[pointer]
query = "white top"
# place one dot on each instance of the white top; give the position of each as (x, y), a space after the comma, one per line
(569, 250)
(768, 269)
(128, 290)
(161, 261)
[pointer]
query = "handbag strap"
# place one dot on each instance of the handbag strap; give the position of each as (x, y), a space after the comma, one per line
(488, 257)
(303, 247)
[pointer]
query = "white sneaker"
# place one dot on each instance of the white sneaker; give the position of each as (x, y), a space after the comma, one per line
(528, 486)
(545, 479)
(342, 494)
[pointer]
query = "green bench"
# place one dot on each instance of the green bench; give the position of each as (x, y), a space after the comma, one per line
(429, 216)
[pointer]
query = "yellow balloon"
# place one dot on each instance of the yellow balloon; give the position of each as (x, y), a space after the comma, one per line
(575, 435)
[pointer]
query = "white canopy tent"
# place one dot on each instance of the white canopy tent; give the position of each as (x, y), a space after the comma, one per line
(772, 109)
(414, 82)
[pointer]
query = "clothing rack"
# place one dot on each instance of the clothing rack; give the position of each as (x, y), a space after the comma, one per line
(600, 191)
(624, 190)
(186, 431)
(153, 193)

========

# Task directions:
Reproduce all of the records above line for line, changing nothing.

# Exercise result:
[pointer]
query = "white top"
# place one dot on each instance of the white top; give the position of each as (x, y), a space after the comma, one per line
(569, 250)
(768, 269)
(128, 290)
(161, 261)
[pointer]
query = "handbag strap"
# place one dot on each instance of the handbag strap; give the position of each as (x, y), a space after the comma, one per line
(488, 257)
(303, 247)
[pointer]
query = "white sneaker"
# place one dot on each instance of the white sneaker; give the position of each as (x, y), a space after the comma, one per line
(528, 486)
(545, 479)
(342, 494)
[pointer]
query = "green bench"
# place one dot on each instance of the green bench; give the position of each as (x, y), a space after the comma, one per line
(429, 216)
[pointer]
query = "yellow balloon"
# place one dot on each instance of the yellow balloon; give the position of each as (x, y), a space after the comma, one per line
(575, 435)
[pointer]
query = "white canopy tent"
# place one dot on each instance of the white canopy tent; give the position of each as (x, y), a space after the comma, one per line
(772, 109)
(414, 82)
[pointer]
query = "clothing rack"
# place one dot on each instance of the clothing rack; give the position of each as (x, y), a space after the comma, one per line
(600, 191)
(624, 190)
(186, 431)
(153, 193)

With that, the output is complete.